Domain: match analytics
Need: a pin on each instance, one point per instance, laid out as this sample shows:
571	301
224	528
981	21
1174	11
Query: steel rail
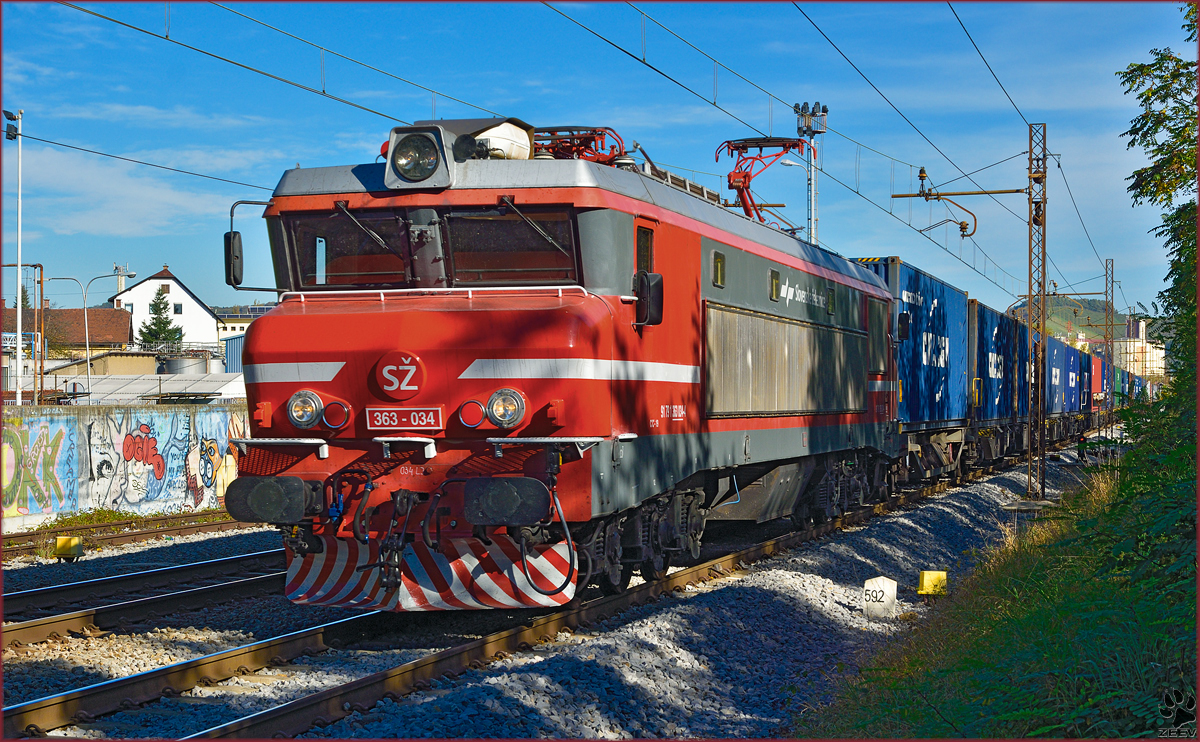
130	537
154	519
39	716
118	615
83	705
90	590
327	706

__EXERCISE REQUIREMENTS__
Repeat the material above word for word, please, apart from its images.

__ANSWER__
Domain: match analytics
Need: a pin on each instance, one point per instance, laid out as this sample shows:
571	301
224	528
981	21
1174	11
Query: steel rail
130	537
154	519
39	716
118	615
83	705
90	590
327	706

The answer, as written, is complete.